WHAT IS EXPECTED
The entries below are to be written out again without alteration.

[Items listed in a dataset]
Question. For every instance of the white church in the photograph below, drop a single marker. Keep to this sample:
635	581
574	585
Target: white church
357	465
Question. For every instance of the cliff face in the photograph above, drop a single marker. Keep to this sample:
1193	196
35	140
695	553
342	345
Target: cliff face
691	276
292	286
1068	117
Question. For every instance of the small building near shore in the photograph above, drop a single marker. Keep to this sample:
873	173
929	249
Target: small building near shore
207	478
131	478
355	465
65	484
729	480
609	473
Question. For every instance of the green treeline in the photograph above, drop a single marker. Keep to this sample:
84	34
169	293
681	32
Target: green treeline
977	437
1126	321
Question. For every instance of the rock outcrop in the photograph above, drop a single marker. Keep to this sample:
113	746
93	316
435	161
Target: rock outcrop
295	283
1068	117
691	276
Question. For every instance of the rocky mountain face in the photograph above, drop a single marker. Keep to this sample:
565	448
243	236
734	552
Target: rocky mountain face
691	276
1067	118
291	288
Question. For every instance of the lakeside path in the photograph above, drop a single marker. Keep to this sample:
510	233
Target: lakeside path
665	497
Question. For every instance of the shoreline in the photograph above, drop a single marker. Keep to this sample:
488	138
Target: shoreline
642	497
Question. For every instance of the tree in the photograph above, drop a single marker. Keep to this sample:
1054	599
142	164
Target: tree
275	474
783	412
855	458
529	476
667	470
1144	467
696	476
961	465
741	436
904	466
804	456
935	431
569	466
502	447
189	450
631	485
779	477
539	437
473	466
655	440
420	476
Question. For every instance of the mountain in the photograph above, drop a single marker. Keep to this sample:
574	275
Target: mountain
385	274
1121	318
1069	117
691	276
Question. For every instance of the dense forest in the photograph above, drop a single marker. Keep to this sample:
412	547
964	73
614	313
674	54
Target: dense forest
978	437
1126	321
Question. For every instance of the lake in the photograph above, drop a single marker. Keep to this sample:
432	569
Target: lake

ANSWER TO THIS PROBLEM
Question. For every instance of the white church in the photograph below, drop a single marker. Keep to this sample:
635	581
574	585
Target: white church
357	465
Question. For every instance of the cliff face in the photograph above, drop a single marker. Keep to this sample:
1193	196
35	140
695	553
342	345
Target: cliff face
691	276
292	286
1068	117
Question. For every instance of the small building near shore in the photograph above, drop a single marker. Keep to this sample:
873	173
929	249
Target: small building near shore
207	478
131	478
355	465
65	484
729	480
609	473
Question. For every instance of the green treeline in the photograph above, drop a single marker. Keep to this sample:
84	34
169	293
681	32
Target: green treeline
977	437
1126	321
Question. For every instance of the rock outcrop in the photograph above, drop a single marker. Keep to this sample:
113	746
93	316
435	161
Target: rock outcrop
295	283
1068	117
691	276
Question. For every instance of the rocky mountain face in the photograph above, drop a single marker. Keep to this sample:
565	448
243	236
734	552
Target: rocky mountain face
691	276
1067	118
291	288
Question. For every instance of the lakeside path in the photograph above, drop a single marker. Keep to this sample:
510	233
Target: lakeside path
665	497
Question. For every instance of the shoreline in the photograph above, drop a single marker. Keep to this sample:
488	138
Target: shoreline
642	497
Question. For every instance of the tree in the photograph above, drop a single marker. Keep to this sample:
1054	599
142	164
Target: tree
275	474
783	412
855	458
529	476
667	470
1144	467
696	476
961	465
741	436
904	466
804	456
935	431
569	466
502	447
189	450
631	485
779	477
539	437
473	466
655	440
420	476
Question. For every instance of the mountain in the photograph above, drop a single marker. Keep to this sample:
574	275
Target: mountain
385	274
1121	318
1069	117
691	276
Question. For every instance of the dense forest in the photograph above, drop a single marker. Keep to this sample:
412	547
964	73
614	313
674	54
Target: dense forest
978	437
1126	321
Question. For every instance of the lake in the photograph above, drop a single marker. Keep to this sample:
432	569
Target: lake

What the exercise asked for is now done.